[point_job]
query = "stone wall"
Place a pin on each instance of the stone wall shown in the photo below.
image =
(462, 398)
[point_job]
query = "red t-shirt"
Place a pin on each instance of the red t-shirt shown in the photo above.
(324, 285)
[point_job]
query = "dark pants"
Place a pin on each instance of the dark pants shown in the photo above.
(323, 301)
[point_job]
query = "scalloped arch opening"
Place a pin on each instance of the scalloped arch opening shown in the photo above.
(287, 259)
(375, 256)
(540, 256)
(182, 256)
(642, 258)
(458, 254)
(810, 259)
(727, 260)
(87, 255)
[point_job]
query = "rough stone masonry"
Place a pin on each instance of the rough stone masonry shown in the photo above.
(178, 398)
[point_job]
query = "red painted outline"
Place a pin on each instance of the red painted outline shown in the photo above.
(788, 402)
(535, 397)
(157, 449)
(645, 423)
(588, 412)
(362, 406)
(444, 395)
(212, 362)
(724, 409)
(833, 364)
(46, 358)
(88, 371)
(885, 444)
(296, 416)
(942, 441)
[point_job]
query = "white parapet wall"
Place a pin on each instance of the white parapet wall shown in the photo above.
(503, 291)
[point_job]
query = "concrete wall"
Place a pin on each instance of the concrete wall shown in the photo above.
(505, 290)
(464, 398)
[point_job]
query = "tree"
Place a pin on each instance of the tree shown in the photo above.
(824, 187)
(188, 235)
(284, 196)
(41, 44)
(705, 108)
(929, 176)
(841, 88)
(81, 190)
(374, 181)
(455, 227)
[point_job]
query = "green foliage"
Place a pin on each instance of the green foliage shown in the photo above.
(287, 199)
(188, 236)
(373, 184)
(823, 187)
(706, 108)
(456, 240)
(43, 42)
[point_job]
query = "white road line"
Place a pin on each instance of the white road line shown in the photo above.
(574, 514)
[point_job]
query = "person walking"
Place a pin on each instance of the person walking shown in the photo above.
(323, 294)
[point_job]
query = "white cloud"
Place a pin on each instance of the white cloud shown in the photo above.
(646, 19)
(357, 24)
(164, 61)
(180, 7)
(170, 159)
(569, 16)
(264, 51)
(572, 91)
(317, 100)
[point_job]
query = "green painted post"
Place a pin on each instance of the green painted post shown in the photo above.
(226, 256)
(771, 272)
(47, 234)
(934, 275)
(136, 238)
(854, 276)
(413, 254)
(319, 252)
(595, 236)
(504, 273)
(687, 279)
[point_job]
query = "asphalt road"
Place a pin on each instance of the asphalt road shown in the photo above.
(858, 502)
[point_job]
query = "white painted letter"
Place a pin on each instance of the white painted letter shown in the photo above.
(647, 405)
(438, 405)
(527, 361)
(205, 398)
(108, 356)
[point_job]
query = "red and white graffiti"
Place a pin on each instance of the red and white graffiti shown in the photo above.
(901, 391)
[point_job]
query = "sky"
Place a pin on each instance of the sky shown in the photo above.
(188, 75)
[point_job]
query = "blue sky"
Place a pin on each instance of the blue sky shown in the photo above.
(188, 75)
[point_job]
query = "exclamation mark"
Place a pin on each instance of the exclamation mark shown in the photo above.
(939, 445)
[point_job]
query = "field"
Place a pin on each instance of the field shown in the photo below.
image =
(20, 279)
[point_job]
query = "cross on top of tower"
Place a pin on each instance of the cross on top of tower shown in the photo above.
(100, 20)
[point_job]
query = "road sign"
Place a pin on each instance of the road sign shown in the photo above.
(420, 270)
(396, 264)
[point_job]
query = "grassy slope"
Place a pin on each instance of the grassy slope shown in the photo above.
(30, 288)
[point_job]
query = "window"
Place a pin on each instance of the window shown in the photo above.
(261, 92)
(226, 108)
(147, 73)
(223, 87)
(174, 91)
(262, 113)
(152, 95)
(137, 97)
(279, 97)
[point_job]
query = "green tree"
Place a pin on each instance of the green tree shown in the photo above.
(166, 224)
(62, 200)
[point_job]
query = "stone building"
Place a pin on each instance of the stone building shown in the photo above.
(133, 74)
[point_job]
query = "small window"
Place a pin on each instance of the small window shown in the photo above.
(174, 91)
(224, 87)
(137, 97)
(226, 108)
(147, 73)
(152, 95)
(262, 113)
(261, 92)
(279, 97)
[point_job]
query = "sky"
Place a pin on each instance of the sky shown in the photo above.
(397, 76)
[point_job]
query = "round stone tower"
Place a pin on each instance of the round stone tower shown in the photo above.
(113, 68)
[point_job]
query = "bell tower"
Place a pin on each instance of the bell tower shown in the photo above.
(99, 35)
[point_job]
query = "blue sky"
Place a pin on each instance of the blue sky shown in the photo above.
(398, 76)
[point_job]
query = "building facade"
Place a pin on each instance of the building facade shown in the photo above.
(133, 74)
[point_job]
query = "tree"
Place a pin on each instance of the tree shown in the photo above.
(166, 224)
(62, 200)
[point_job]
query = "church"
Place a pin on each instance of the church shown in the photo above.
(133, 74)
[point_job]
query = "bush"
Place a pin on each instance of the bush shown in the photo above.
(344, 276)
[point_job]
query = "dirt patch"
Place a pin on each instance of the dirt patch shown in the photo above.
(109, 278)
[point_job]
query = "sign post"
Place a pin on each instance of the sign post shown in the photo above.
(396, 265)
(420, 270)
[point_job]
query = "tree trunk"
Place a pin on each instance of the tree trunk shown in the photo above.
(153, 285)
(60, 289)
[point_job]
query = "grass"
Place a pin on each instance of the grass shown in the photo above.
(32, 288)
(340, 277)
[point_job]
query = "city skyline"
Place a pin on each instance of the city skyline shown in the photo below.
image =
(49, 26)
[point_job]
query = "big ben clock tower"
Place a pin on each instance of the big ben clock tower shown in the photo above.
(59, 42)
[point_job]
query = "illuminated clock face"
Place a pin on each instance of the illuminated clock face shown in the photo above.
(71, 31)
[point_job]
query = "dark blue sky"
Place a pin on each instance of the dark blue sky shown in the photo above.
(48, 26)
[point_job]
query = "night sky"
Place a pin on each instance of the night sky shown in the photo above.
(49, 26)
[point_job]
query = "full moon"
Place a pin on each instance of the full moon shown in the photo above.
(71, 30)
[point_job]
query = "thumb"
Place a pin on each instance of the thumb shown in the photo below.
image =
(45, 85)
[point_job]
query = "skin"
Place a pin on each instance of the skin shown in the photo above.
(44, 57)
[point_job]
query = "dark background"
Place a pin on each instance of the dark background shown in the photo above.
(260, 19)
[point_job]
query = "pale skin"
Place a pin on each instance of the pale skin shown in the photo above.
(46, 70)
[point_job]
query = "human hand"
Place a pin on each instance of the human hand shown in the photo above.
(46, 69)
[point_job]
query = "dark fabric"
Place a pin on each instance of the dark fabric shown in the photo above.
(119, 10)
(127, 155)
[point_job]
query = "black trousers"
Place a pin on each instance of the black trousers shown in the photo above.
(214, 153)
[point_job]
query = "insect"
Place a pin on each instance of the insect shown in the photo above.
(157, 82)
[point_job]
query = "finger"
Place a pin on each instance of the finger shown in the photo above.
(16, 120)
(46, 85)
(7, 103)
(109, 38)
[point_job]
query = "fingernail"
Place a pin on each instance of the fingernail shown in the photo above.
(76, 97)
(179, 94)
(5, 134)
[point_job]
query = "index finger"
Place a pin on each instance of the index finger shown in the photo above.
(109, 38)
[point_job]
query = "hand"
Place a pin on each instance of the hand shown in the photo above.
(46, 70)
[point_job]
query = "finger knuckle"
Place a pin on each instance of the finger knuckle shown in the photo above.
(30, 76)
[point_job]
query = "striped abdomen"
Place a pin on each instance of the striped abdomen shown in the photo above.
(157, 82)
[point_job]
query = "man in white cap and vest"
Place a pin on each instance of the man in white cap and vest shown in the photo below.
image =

· · ·

_Work to be completed_
Every record shown above should be written out again exactly.

_Complete output_
[point_job]
query = "stone wall"
Place a pin on each instance of the stone wall shown in the photo below.
image =
(462, 398)
[point_job]
query = "red t-shirt"
Place a pin on each instance of the red t-shirt shown in the photo above.
(324, 285)
[point_job]
query = "dark pants"
Place a pin on each instance of the dark pants shown in the photo above.
(323, 301)
[point_job]
query = "scalloped arch opening"
Place a pin on each instance of the scalloped arch opening shown in the photo above.
(287, 259)
(375, 256)
(540, 256)
(182, 256)
(642, 258)
(458, 254)
(810, 259)
(727, 260)
(87, 255)
[point_job]
query = "rough stone masonry"
Place a pin on each instance of the rough stone masonry shown in the photo above.
(178, 398)
[point_job]
query = "red painted outline"
Place a pin on each instance of the red painted outline shown in the photo above.
(788, 402)
(535, 397)
(157, 449)
(645, 423)
(588, 412)
(362, 406)
(444, 395)
(212, 362)
(724, 409)
(833, 364)
(46, 358)
(88, 371)
(885, 444)
(296, 416)
(942, 441)
[point_job]
query = "white parapet wall"
Place a pin on each instance of the white parapet wall shown in the photo above.
(503, 291)
[point_job]
query = "concrete wall"
Place a pin on each instance of the concrete wall shown in the photo above.
(505, 290)
(464, 398)
[point_job]
query = "tree"
Place a pin on each instance of the tree shown in the photo above.
(824, 187)
(188, 235)
(284, 196)
(41, 44)
(705, 108)
(929, 176)
(841, 88)
(81, 190)
(374, 181)
(455, 227)
[point_job]
query = "green foliage"
Place a pin on each instance of the green foliage shown in the photo above.
(287, 199)
(188, 236)
(373, 184)
(823, 187)
(706, 108)
(456, 240)
(43, 42)
[point_job]
query = "white road line"
Place a pin on each instance of the white road line shown in the photo above.
(574, 514)
[point_job]
query = "person walking"
Place a pin on each instance of the person walking shown in the photo above.
(323, 294)
[point_job]
query = "white cloud"
Place a pin on each instance of the white cloud shown in the photo above.
(646, 19)
(357, 24)
(164, 61)
(180, 7)
(170, 159)
(569, 16)
(264, 51)
(572, 91)
(317, 100)
[point_job]
query = "green painted post"
Place a pin on each instance of the green painted post shown in the photo above.
(226, 256)
(771, 272)
(47, 234)
(934, 275)
(136, 238)
(854, 276)
(413, 254)
(319, 252)
(595, 236)
(504, 273)
(687, 279)
[point_job]
query = "asphalt road"
Place a pin on each instance of the asphalt road shown in the photo above.
(858, 502)
[point_job]
query = "white painted letter"
Place a pin on each instance of the white painted letter shown in the photo above.
(647, 405)
(438, 405)
(527, 361)
(205, 398)
(108, 356)
[point_job]
query = "red and white graffiti"
Place a pin on each instance of the red and white graffiti shown in the photo above.
(901, 391)
[point_job]
query = "sky"
Place a pin on each instance of the sky shown in the photo above.
(188, 75)
[point_job]
query = "blue sky"
Place a pin on each instance of the blue sky shown in the photo above.
(188, 75)
[point_job]
query = "exclamation mark"
Place a pin on each instance of the exclamation mark shown in the photo above.
(939, 445)
[point_job]
query = "field"
Place a pin on each instance of the field shown in the photo below.
image =
(20, 279)
[point_job]
query = "cross on top of tower"
Place a pin on each instance of the cross on top of tower shown in the photo above.
(100, 20)
[point_job]
query = "road sign"
Place a pin on each instance of the road sign shown in the photo above.
(420, 270)
(396, 264)
[point_job]
query = "grassy slope"
Place a pin on each instance of the grassy slope shown in the photo above.
(30, 288)
[point_job]
query = "window"
Place a pin on each instance of the window shown in the photo above.
(261, 92)
(226, 108)
(147, 73)
(223, 87)
(174, 91)
(262, 113)
(152, 95)
(137, 97)
(279, 97)
[point_job]
query = "green tree"
Place a pin on each instance of the green tree shown in the photo above.
(166, 224)
(62, 200)
[point_job]
query = "stone building"
Place a pin on each instance of the stone building shown in the photo above.
(133, 74)
[point_job]
query = "small window"
Place a pin on each instance of the small window shown in the photo above.
(174, 91)
(224, 87)
(137, 97)
(226, 108)
(147, 73)
(152, 95)
(262, 113)
(261, 92)
(279, 97)
[point_job]
query = "sky"
Place a pin on each instance of the sky shown in the photo above.
(397, 76)
[point_job]
query = "round stone tower"
Place a pin on each instance of the round stone tower shown in the photo above.
(113, 68)
[point_job]
query = "bell tower"
Place a pin on each instance of the bell tower shown in the photo above.
(99, 35)
[point_job]
query = "blue sky"
Place a pin on each instance of the blue sky shown in the photo above.
(398, 76)
[point_job]
query = "building facade"
Place a pin on each instance of the building facade shown in the photo above.
(133, 74)
[point_job]
query = "tree"
Place a pin on each instance of the tree shown in the photo above.
(166, 224)
(62, 200)
[point_job]
query = "church"
Place a pin on each instance of the church shown in the photo above.
(133, 74)
[point_job]
query = "bush"
Place a pin on each instance of the bush shown in the photo above.
(344, 276)
[point_job]
query = "dirt patch"
Place a pin on each instance of the dirt patch shown in the photo above.
(109, 278)
[point_job]
query = "sign post"
Place a pin on each instance of the sign post shown in the photo above.
(396, 265)
(420, 270)
[point_job]
query = "tree trunk"
Place a pin on each instance of the tree trunk shown in the photo above.
(153, 285)
(60, 289)
[point_job]
query = "grass"
Place a pin on each instance of the grass shown in the photo above.
(32, 288)
(340, 277)
[point_job]
query = "city skyline"
Place a pin on each instance of the city skyline shown in the photo below.
image =
(49, 26)
[point_job]
query = "big ben clock tower"
Place a pin on each instance of the big ben clock tower shown in the photo above.
(59, 42)
[point_job]
query = "illuminated clock face"
Place a pin on each instance of the illuminated clock face shown in the photo above.
(71, 31)
[point_job]
query = "dark blue sky"
Place a pin on each instance of the dark blue sky shown in the photo above.
(48, 26)
[point_job]
query = "night sky"
Place a pin on each instance of the night sky shown in the photo above.
(49, 26)
[point_job]
query = "full moon"
Place a pin on each instance of the full moon shown in the photo above.
(71, 30)
[point_job]
query = "thumb"
Place a pin on each instance of the thumb shown in the photo below.
image =
(45, 85)
[point_job]
query = "skin"
Place a pin on each instance of the skin shown in the photo above.
(44, 57)
[point_job]
query = "dark background"
Place a pin on each instance of the dark background shown in the photo above.
(260, 19)
[point_job]
query = "pale skin"
Place a pin on each instance of the pale skin shown in the photo above.
(46, 70)
[point_job]
query = "human hand"
Place a pin on each instance of the human hand shown in the photo above.
(46, 69)
[point_job]
query = "dark fabric"
Place a pin on each instance of the dark fabric shown in the photo above.
(119, 10)
(127, 155)
[point_job]
query = "black trousers"
Place a pin on each instance of the black trousers shown in the photo above.
(214, 153)
[point_job]
query = "insect"
Place a pin on each instance of the insect shown in the photo above.
(157, 82)
[point_job]
query = "finger"
Place a pin on each instance of the finger shown in the photo above.
(16, 120)
(46, 85)
(7, 103)
(109, 38)
[point_job]
query = "fingernail"
Place a pin on each instance of the fingernail shown in the photo above.
(76, 97)
(179, 94)
(5, 134)
[point_job]
query = "index finger"
Place a pin on each instance of the index finger shown in the photo above.
(109, 38)
[point_job]
query = "hand"
Place a pin on each instance of the hand shown in the photo above.
(46, 70)
[point_job]
query = "finger knuckle"
Place a pin on each instance of the finger knuckle shown in the photo above.
(30, 76)
[point_job]
query = "striped abdomen"
Place a pin on each instance of the striped abdomen shown in the photo above.
(157, 82)
[point_job]
query = "man in white cap and vest"
Place a pin on each instance of the man in white cap and vest shown in the photo below.
image =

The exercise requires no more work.